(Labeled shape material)
--- --- ---
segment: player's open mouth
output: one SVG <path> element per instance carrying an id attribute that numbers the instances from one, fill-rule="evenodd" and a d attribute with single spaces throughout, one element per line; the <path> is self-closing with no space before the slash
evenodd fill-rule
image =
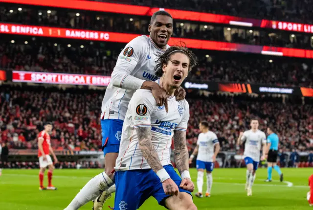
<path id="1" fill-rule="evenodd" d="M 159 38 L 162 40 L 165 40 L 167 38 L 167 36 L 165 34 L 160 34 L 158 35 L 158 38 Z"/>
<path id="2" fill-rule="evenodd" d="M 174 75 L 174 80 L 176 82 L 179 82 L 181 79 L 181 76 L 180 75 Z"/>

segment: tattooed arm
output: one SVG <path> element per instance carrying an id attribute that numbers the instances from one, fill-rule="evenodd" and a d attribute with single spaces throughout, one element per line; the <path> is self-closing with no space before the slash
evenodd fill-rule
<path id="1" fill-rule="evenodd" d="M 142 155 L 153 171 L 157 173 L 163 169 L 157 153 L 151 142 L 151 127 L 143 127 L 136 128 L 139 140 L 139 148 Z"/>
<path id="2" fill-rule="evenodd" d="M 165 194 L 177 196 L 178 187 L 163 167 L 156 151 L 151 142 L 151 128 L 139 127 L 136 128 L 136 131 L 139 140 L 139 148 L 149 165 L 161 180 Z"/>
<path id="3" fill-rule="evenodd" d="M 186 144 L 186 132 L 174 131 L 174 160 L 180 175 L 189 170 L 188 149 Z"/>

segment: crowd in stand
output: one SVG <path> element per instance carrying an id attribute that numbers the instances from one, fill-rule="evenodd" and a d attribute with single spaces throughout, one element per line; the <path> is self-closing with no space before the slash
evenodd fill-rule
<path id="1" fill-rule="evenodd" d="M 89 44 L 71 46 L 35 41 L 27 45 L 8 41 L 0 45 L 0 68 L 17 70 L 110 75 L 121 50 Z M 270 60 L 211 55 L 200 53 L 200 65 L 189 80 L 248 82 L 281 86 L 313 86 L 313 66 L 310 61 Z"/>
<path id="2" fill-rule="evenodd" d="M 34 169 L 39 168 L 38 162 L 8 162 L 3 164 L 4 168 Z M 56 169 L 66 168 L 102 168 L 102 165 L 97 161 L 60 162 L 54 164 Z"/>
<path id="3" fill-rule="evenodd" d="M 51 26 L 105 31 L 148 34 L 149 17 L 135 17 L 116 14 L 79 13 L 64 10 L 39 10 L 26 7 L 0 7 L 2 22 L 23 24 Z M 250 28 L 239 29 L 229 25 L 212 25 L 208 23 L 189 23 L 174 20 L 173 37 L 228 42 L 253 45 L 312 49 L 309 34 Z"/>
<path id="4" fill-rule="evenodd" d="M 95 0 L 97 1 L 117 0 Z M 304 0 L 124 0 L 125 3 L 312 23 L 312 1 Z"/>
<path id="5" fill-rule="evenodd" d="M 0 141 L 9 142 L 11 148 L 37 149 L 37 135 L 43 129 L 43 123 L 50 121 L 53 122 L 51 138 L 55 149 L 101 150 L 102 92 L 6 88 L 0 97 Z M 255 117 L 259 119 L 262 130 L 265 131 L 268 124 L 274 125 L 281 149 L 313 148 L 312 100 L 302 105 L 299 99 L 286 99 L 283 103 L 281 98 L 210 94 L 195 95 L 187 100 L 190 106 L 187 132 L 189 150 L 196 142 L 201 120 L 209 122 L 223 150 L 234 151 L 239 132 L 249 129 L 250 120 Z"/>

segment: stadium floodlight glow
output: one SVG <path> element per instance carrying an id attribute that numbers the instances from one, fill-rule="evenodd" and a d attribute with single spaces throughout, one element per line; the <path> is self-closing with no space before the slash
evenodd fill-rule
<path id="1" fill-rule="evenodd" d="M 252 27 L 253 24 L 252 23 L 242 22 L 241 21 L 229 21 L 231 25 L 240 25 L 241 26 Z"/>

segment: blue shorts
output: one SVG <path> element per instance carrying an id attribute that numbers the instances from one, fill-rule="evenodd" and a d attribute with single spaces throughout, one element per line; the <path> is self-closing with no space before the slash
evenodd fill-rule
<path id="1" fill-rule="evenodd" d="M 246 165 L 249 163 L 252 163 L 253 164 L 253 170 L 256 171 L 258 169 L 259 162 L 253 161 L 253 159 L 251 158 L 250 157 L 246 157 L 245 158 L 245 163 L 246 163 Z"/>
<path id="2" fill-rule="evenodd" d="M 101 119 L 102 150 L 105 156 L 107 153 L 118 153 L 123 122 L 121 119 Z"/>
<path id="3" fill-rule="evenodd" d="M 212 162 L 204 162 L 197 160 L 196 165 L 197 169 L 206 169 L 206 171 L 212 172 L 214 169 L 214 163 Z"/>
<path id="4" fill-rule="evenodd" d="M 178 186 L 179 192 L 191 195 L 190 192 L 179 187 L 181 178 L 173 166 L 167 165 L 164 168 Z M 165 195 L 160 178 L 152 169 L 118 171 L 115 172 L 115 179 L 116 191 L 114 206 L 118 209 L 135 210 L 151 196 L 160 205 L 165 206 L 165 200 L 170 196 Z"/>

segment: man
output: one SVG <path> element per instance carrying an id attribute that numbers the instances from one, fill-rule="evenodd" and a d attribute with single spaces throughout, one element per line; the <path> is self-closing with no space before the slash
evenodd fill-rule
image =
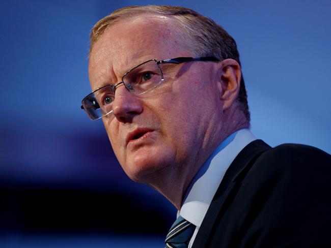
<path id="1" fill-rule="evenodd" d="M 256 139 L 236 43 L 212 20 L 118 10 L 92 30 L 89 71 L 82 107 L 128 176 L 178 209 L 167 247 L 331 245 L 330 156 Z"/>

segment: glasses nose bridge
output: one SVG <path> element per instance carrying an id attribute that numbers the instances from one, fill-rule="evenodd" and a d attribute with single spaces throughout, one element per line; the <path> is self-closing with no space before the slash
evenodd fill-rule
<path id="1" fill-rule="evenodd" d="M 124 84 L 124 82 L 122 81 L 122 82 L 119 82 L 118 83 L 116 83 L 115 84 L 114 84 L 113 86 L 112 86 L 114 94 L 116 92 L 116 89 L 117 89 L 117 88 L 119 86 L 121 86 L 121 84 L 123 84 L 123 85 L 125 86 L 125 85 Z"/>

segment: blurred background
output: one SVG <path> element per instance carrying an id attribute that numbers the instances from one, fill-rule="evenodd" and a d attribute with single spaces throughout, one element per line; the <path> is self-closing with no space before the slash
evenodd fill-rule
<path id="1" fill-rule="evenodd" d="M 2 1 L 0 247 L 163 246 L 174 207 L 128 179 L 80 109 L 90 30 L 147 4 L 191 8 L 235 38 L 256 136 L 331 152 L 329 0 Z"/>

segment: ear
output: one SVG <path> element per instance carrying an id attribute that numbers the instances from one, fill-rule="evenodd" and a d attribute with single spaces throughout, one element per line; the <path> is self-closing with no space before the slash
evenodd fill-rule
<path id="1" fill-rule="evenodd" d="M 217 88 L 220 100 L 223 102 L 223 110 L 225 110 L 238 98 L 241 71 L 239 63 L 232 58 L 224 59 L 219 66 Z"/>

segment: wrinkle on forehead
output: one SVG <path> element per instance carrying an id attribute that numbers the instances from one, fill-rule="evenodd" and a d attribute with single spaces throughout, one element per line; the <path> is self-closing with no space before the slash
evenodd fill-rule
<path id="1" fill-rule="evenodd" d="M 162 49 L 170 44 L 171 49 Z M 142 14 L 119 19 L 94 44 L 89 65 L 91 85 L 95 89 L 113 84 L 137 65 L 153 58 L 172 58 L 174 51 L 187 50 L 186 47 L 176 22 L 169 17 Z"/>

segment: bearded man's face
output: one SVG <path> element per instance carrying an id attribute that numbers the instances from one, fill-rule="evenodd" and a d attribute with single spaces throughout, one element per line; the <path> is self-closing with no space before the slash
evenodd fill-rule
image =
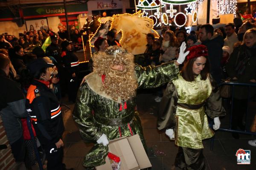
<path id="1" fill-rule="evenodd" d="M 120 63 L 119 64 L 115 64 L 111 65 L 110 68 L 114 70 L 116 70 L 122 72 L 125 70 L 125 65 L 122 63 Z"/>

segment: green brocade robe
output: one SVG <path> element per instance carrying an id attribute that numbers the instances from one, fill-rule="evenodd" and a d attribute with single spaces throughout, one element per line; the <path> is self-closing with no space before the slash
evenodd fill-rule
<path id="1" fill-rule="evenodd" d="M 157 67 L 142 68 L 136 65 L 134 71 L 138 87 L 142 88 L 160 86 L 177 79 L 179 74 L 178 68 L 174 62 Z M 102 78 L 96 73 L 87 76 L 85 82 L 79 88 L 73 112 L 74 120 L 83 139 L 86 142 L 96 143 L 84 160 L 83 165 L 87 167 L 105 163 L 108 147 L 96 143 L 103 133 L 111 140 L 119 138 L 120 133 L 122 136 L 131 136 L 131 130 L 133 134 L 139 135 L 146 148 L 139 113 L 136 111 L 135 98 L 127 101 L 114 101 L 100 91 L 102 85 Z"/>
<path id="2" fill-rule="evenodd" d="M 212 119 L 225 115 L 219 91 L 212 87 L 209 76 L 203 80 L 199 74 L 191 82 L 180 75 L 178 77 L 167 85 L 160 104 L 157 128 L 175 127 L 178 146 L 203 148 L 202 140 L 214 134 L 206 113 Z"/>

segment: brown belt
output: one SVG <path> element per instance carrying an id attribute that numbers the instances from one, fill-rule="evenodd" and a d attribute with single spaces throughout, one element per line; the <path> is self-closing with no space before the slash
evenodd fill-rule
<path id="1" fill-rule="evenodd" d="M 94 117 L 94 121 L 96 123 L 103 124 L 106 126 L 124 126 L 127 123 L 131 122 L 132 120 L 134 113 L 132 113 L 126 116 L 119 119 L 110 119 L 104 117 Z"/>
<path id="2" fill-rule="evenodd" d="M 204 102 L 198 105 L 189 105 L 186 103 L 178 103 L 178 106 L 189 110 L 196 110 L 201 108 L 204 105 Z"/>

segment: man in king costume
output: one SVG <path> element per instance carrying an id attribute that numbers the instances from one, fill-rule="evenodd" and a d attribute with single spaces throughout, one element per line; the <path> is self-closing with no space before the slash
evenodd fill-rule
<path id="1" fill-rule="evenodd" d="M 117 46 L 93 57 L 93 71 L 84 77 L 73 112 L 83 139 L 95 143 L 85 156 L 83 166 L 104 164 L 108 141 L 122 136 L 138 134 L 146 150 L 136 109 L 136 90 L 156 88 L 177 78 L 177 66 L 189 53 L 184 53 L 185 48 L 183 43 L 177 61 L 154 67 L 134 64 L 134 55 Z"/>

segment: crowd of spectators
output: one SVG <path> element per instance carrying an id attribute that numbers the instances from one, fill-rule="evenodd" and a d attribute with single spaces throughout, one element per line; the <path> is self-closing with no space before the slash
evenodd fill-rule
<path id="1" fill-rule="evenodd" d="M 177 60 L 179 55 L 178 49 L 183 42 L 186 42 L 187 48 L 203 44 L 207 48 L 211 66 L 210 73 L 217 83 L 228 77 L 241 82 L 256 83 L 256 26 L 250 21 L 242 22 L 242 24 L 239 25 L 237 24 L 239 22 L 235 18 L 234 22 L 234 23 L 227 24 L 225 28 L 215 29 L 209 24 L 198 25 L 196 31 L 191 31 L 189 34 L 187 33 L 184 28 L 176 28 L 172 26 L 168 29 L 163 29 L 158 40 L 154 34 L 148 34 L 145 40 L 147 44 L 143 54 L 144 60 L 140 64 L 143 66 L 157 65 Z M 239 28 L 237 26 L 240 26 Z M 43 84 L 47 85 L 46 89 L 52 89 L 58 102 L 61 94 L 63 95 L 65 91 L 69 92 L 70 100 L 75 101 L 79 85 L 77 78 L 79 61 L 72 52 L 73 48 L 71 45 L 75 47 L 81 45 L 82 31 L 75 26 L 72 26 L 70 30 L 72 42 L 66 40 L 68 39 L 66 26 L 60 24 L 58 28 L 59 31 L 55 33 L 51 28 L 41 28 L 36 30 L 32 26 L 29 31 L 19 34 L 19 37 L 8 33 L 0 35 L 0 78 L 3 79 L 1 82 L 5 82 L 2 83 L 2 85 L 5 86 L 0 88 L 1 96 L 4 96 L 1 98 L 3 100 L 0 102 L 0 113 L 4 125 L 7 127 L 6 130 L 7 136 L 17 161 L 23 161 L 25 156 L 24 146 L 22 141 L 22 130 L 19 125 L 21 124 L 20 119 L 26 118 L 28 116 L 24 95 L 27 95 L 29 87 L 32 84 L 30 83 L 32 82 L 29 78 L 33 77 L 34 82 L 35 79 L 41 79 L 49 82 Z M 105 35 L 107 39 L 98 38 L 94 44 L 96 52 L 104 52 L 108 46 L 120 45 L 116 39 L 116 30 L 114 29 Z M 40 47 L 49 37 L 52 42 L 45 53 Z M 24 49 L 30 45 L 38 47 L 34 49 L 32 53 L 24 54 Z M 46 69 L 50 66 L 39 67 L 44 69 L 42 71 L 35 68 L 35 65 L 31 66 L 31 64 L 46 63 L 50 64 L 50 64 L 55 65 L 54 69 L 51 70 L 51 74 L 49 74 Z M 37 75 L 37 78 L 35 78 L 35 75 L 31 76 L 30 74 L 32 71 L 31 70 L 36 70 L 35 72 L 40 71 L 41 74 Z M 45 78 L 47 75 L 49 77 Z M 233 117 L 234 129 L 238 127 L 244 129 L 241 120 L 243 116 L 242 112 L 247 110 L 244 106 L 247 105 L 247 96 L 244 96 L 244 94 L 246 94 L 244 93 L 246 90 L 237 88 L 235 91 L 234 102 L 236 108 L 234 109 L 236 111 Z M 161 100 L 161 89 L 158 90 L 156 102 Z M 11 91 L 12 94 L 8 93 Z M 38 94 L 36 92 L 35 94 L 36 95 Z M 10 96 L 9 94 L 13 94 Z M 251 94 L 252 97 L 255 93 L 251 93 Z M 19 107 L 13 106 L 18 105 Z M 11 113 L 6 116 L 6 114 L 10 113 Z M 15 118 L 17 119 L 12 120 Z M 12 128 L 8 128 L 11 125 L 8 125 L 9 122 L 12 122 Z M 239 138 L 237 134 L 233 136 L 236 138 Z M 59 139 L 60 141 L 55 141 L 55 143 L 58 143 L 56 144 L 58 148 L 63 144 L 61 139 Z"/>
--- --- ---
Could you resize the material from the line containing "segment: glasses nose bridge" to the line containing "0 247 L 163", both ends included, and give those lines again, requests and all? Multiply every coordinate in the path outlines by 0.75 and round to whole numbers, with halves rounded up.

**CORRECT RESULT**
segment: glasses nose bridge
output: one SVG <path> element per instance carrying an id attribute that numbers the instances from one, fill-rule="evenodd" and a d attribute with single spaces throughout, one element per line; the <path> is self-closing with no space before the slash
evenodd fill-rule
<path id="1" fill-rule="evenodd" d="M 93 63 L 93 62 L 92 61 L 92 62 L 89 62 L 89 62 L 87 62 L 86 63 L 86 63 L 85 65 L 84 65 L 86 71 L 87 69 L 87 67 L 88 67 L 88 66 L 89 65 L 91 65 L 91 63 L 92 63 L 92 64 L 94 65 L 94 64 Z"/>

segment: blurred background
output: one SVG <path> element per instance carrying an id attribute that numbers the instances from one, fill-rule="evenodd" and a d attribute with single spaces throughout, one element per line; the <path> is self-closing with no space before the slash
evenodd fill-rule
<path id="1" fill-rule="evenodd" d="M 2 1 L 0 185 L 122 185 L 131 155 L 96 134 L 60 82 L 68 23 L 110 3 L 143 6 L 176 29 L 192 102 L 248 114 L 247 0 Z"/>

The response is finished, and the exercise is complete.